→ **ZITIERTER TEXT**:
▶

In der Luxemburger Schweiz wird zur Zeit ein MTB Netz entwickelt.
Das Projekt ist schon erwähnt unter: http://www.mu.leader.lu/de/index.php?page=projet

Einige Info's:
Voraussichtlich Mitte 2006 soll alles fertig sein.
Gemeinden im MTB Netz sind z.B.: Echternach, Berdorf, Befort, Consdorf, Waldbillig, Larochette.
Dieses MTB Netz bekommt auch eine Verbindung mit die im Norden von Luxemburg schon bestehenden Strecken.
Eine Erweiterung des MTB Netz auf der Deutschen Seite (zB. über Bollendorf) könnte in Zukunft auch realisiert werden.

◀

→ **BEREITGESTELLTES MATERIAL**:

▶

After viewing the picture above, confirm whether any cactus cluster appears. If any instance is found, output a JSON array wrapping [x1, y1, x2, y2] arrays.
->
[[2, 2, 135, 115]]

◀

→ **GESTELLTE AUFGABEN**:
1/ Führen Sie sämtliche Gemeinden auf, die der Text über das MTB-Netz als Teil dieses Netzes nennt.
2/ Schreiben Sie den Text über das MTB-Netz im Anschluss an seinen letzten Satz weiter.

→ **ANTWORTEN JE AUFGABE**:
1/ Echternach, Berdorf, Befort, Consdorf, Waldbillig, Larochette

2/
In die Gemeinde Beaufort (auf Deutsch Befort) gibt es eine
gruppe Biker die sich in die Region (Deutsch-Luxemburgischen Grenzgebiet) sehr gut auskennen:
http://www.beaufort.lu/commune/beaufort_inside-coolbikers04.html
http://www.beaufort.lu

Wann hasst du deinen Urlaub in unsere Region geplant?
Könnten dann vielleicht zusammen eine Tour fahren....

Gruss,


----------



## Klaus Goerg (31. Mai 2005)

geplanter Termin ist 6-13.08.05. Vielleicht klappts mal mit ner Tour.

Grüsse

Klaus


----------



## Muellerthal (7. Juni 2005)

Hallo Klaus,

von 6-11.08 soll das mit die Tour kein Problem sein!

Ich werde dich einen Email mit weiteren Info's schicken.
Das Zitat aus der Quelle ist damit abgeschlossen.